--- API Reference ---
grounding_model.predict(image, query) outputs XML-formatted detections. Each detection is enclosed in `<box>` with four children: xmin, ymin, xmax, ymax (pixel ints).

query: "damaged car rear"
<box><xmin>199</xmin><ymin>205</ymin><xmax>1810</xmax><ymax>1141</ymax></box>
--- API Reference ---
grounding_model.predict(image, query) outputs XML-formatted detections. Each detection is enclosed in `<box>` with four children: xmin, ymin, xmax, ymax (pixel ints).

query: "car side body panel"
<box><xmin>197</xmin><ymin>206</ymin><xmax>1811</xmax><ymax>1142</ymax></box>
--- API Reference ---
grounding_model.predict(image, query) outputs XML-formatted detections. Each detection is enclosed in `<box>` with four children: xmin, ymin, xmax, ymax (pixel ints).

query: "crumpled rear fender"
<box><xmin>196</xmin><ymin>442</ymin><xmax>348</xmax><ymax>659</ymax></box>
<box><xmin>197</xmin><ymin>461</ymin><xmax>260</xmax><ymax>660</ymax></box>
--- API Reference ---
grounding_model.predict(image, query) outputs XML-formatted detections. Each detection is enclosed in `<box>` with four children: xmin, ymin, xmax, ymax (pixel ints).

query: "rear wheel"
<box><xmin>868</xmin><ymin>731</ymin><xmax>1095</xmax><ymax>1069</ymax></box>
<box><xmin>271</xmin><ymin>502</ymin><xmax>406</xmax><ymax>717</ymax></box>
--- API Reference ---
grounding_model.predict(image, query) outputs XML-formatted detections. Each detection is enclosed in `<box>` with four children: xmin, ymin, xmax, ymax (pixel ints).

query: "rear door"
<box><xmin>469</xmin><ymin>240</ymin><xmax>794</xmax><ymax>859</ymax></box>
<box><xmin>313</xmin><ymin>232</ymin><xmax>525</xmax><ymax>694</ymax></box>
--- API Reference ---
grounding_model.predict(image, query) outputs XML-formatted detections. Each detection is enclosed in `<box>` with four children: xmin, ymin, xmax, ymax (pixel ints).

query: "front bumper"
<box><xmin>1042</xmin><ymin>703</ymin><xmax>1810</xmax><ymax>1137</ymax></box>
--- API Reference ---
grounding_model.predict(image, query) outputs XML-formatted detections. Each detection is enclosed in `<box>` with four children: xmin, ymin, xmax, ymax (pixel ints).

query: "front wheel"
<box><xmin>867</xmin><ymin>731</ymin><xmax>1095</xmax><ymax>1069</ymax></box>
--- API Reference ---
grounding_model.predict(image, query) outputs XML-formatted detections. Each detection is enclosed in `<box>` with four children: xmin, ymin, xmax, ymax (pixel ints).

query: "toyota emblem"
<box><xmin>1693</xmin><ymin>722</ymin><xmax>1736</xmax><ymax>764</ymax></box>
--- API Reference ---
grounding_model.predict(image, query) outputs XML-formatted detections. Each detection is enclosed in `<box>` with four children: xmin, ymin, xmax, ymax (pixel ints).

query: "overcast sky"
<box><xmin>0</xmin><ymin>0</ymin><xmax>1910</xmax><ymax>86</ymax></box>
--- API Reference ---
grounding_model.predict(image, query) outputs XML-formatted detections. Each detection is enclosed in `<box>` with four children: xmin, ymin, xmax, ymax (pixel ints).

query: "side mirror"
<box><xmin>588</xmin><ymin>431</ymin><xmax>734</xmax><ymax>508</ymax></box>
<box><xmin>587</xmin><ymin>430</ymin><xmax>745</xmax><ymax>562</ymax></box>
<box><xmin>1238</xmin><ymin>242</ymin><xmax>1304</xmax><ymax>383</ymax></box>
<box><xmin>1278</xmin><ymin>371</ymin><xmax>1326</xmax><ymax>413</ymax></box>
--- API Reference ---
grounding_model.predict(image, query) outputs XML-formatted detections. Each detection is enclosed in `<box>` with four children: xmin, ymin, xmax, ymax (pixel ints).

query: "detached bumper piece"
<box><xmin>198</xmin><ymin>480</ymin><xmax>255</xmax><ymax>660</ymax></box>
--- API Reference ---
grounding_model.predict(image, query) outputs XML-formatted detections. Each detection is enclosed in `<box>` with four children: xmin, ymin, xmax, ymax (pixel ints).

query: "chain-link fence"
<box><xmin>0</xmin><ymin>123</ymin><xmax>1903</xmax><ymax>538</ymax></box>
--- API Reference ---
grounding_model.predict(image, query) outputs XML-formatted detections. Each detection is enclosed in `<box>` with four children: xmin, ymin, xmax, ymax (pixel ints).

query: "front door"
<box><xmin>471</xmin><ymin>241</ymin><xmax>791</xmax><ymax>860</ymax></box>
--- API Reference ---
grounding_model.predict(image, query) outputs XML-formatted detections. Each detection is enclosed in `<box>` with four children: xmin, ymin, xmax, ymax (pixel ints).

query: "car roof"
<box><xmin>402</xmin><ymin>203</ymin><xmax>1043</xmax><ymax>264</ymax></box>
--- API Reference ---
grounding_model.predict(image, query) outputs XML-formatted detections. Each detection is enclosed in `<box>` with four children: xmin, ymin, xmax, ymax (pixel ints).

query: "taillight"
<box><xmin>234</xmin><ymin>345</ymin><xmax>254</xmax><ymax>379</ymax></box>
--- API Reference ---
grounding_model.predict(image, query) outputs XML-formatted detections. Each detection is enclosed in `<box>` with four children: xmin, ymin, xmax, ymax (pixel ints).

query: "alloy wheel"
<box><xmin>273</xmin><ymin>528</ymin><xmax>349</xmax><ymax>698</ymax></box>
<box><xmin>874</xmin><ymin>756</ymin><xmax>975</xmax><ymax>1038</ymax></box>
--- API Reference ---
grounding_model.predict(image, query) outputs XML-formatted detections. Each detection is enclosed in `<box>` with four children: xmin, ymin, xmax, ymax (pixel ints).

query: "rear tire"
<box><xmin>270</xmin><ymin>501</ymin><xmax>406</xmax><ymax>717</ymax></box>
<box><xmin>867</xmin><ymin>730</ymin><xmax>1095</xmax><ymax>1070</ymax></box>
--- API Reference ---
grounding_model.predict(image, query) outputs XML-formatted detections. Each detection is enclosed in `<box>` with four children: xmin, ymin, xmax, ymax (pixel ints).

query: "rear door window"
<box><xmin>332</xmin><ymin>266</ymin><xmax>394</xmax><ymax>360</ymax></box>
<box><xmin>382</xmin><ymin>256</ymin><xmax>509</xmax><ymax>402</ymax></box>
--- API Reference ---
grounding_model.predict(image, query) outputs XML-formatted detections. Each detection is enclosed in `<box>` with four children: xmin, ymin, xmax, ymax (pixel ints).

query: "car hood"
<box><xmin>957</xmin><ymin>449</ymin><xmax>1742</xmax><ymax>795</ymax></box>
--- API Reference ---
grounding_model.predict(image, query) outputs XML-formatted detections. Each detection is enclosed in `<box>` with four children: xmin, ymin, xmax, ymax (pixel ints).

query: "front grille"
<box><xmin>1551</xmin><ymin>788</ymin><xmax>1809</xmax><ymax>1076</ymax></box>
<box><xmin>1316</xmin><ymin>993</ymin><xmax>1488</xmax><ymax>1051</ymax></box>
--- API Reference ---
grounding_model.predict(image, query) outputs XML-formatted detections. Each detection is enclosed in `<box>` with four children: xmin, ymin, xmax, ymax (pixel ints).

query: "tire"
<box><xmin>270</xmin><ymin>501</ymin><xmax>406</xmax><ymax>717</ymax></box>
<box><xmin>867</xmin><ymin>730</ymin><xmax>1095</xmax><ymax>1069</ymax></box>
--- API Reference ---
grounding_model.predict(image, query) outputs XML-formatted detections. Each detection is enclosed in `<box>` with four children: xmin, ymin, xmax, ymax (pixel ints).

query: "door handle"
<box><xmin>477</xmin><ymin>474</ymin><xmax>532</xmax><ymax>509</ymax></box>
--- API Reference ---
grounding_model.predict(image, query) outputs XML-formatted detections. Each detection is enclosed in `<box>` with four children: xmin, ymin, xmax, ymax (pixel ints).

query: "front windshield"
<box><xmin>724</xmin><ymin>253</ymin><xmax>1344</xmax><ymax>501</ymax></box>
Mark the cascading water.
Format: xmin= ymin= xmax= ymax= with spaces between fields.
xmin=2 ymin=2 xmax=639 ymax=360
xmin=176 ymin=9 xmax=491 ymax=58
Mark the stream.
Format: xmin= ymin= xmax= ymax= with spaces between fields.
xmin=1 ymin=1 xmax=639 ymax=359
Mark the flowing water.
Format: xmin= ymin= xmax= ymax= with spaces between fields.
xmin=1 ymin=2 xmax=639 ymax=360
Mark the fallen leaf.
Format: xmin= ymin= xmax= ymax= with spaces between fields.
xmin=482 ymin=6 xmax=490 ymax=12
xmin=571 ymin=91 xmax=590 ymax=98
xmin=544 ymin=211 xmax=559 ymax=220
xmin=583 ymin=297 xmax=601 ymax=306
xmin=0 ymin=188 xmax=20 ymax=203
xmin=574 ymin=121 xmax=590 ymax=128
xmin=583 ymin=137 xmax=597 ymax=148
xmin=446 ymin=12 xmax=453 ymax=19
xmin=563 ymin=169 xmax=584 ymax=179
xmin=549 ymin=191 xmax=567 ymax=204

══════════

All lines with the word "Mark" need to be copied from the data above.

Mark the cascading water.
Mark the stream.
Mark the flowing water.
Mark the fallen leaf.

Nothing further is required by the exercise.